> _What you are asked to do_:
Render every item below as a Markdown table with the columns Row and Line, where Row numbers each line and Line holds its text. Skip blank lines and leave the pictures out.

— START OF Materials provided —

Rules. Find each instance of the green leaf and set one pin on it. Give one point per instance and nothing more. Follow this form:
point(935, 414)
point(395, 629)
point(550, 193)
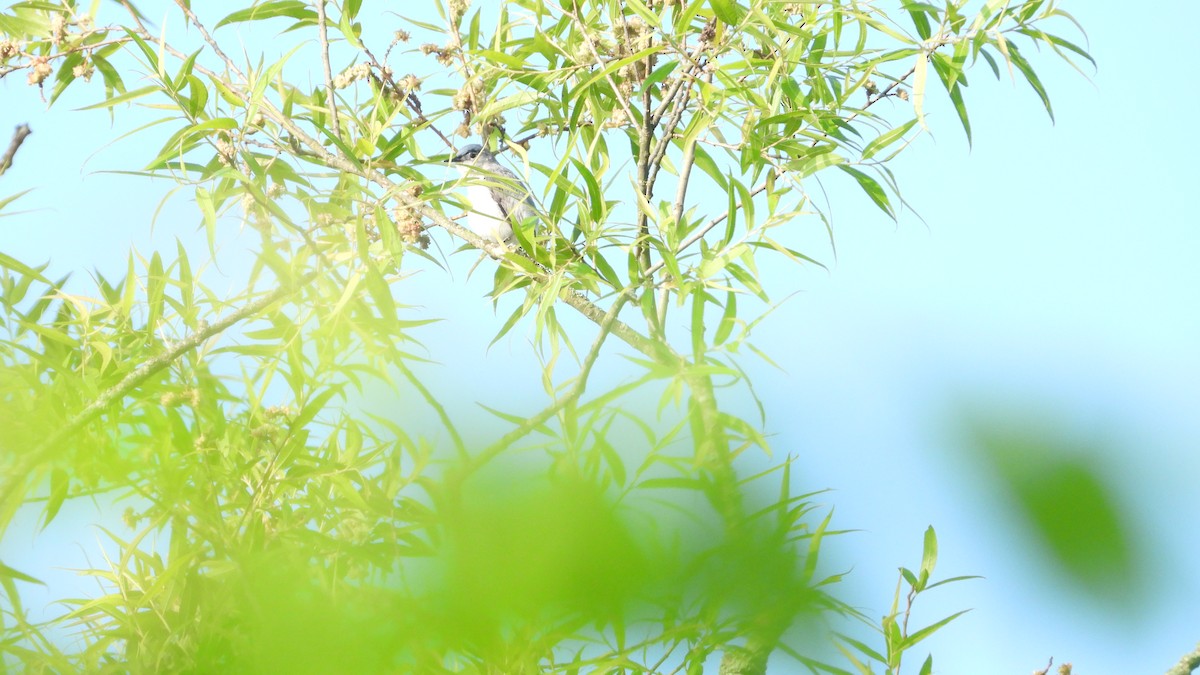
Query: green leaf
point(729, 11)
point(5, 571)
point(1018, 60)
point(929, 555)
point(887, 138)
point(291, 9)
point(59, 484)
point(123, 99)
point(873, 189)
point(929, 629)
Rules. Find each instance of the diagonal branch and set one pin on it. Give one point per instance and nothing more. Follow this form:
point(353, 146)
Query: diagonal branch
point(18, 137)
point(36, 455)
point(323, 39)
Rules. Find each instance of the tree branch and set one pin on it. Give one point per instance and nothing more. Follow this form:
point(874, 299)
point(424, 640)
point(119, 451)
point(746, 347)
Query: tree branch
point(18, 137)
point(29, 460)
point(323, 39)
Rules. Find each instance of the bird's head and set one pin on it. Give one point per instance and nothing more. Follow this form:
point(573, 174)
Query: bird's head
point(471, 155)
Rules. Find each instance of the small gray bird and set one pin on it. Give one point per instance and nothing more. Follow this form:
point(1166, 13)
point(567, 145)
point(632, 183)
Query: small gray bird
point(498, 199)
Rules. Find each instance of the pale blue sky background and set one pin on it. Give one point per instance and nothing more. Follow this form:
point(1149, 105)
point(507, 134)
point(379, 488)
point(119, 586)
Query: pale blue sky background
point(1055, 269)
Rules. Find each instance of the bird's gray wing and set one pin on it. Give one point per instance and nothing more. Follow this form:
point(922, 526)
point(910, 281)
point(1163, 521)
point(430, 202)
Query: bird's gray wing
point(511, 195)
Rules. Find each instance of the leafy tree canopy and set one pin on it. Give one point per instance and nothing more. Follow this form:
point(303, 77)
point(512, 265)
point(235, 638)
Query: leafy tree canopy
point(276, 525)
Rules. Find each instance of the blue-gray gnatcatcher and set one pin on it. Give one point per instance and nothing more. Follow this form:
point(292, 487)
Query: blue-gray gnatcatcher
point(497, 198)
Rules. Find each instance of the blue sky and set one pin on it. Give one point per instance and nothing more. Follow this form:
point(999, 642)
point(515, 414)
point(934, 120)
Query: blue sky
point(1053, 268)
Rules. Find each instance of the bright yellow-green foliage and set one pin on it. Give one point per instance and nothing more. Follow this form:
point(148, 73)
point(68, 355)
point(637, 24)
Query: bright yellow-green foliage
point(273, 525)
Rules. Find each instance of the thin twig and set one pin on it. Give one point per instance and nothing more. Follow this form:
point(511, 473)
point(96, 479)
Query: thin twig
point(30, 459)
point(577, 388)
point(18, 137)
point(323, 39)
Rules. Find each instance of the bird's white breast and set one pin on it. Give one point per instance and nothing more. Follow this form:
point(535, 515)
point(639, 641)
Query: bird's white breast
point(485, 217)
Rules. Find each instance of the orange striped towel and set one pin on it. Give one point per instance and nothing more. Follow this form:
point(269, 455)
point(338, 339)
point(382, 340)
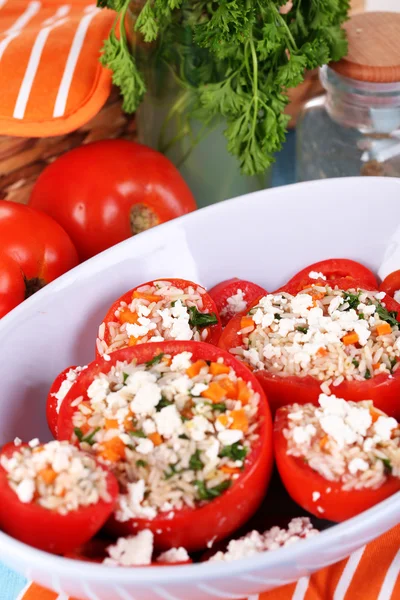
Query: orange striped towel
point(370, 573)
point(51, 81)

— END OF Materials provided —

> _Response to the exercise_:
| Row | Line |
|---|---|
| 1 | Rules. Find each instance of the green leaf and set one pin on it. Give one point per instance and nothing more. Follow this form: |
| 2 | point(935, 414) |
| 3 | point(395, 629) |
| 4 | point(550, 193) |
| 5 | Query: green leaf |
| 6 | point(729, 11) |
| 7 | point(5, 571) |
| 8 | point(1018, 60) |
| 9 | point(929, 555) |
| 10 | point(887, 138) |
| 11 | point(291, 9) |
| 12 | point(59, 484) |
| 13 | point(123, 99) |
| 14 | point(873, 189) |
| 15 | point(929, 629) |
| 16 | Rules. Find each instance of the diagonal branch and set one pin on it. Give one point per instance and nothing more. Follow this form: |
| 17 | point(353, 146) |
| 18 | Query: diagonal branch |
| 19 | point(18, 137) |
| 20 | point(36, 455) |
| 21 | point(323, 39) |
| 22 | Rules. Find each instance of the tree branch and set one pin on it. Give one point per instance and nothing more. Follow this form: |
| 23 | point(874, 299) |
| 24 | point(424, 640) |
| 25 | point(119, 451) |
| 26 | point(746, 347) |
| 27 | Query: tree branch |
| 28 | point(18, 137) |
| 29 | point(29, 460) |
| 30 | point(323, 39) |
| 31 | Rules. Find each instance of the bird's head and set one pin on it. Give one point per instance and nothing more. Follow this form: |
| 32 | point(573, 174) |
| 33 | Query: bird's head |
| 34 | point(471, 155) |
| 35 | Rules. Find each instance of the small gray bird and set one pin on it. Give one point per instance and nothing more. Follow this form: |
| 36 | point(1166, 13) |
| 37 | point(567, 145) |
| 38 | point(632, 183) |
| 39 | Query: small gray bird |
| 40 | point(498, 199) |
| 41 | Rules. Find each instance of the pale blue sky background and set one pin on it. Give one point per instance and nothing more. Follow this form: |
| 42 | point(1149, 105) |
| 43 | point(507, 134) |
| 44 | point(379, 488) |
| 45 | point(119, 586) |
| 46 | Query: pale blue sky background |
| 47 | point(1055, 269) |
| 48 | Rules. Find each instance of the bird's gray wing and set one pin on it. Give one point per instance and nothing more. Follow this form: |
| 49 | point(922, 526) |
| 50 | point(910, 281) |
| 51 | point(1163, 521) |
| 52 | point(430, 202) |
| 53 | Query: bird's gray wing |
| 54 | point(511, 195) |
| 55 | Rules. Find each instance of the leafy tree canopy and set one pin on it. Give one point per instance and nothing more. Follow this form: |
| 56 | point(303, 77) |
| 57 | point(512, 265) |
| 58 | point(235, 638) |
| 59 | Query: leafy tree canopy |
| 60 | point(276, 525) |
| 61 | Rules. Find each instance of the blue-gray gnatcatcher and set one pin on it. Give one point per instance and nothing more. Follow this form: |
| 62 | point(292, 487) |
| 63 | Query: blue-gray gnatcatcher |
| 64 | point(497, 198) |
| 65 | Rules. Find each instance of the blue sky and set one pin on it. Give one point per instance and nothing more. Follow this form: |
| 66 | point(999, 642) |
| 67 | point(515, 414) |
| 68 | point(934, 120) |
| 69 | Query: blue sky |
| 70 | point(1053, 268) |
| 71 | Rules. Find each instance of the bright yellow-green foliage and set one pin on it. Give one point per instance and nothing more. Follow this form: |
| 72 | point(148, 73) |
| 73 | point(68, 355) |
| 74 | point(637, 24) |
| 75 | Query: bright yellow-green foliage |
| 76 | point(273, 525) |
| 77 | Rules. Find each instance of the thin twig and set one pin on it. Give one point per instance and nothing more. Follow this form: |
| 78 | point(511, 473) |
| 79 | point(96, 479) |
| 80 | Query: thin twig |
| 81 | point(30, 459) |
| 82 | point(577, 388) |
| 83 | point(18, 137) |
| 84 | point(323, 39) |
| 85 | Rules. Find each instance of the bird's white breast and set one pin on it. Give one point per instance and nothing more. Follow this form: |
| 86 | point(535, 515) |
| 87 | point(639, 641) |
| 88 | Query: bird's white breast |
| 89 | point(485, 217) |
| 90 | Rules. Find each instance of the orange striped towel and set one pin on it. Give one point per instance and nothing more. Follow this form: |
| 91 | point(269, 455) |
| 92 | point(338, 339) |
| 93 | point(382, 340) |
| 94 | Query: orange striped towel |
| 95 | point(370, 573) |
| 96 | point(51, 81) |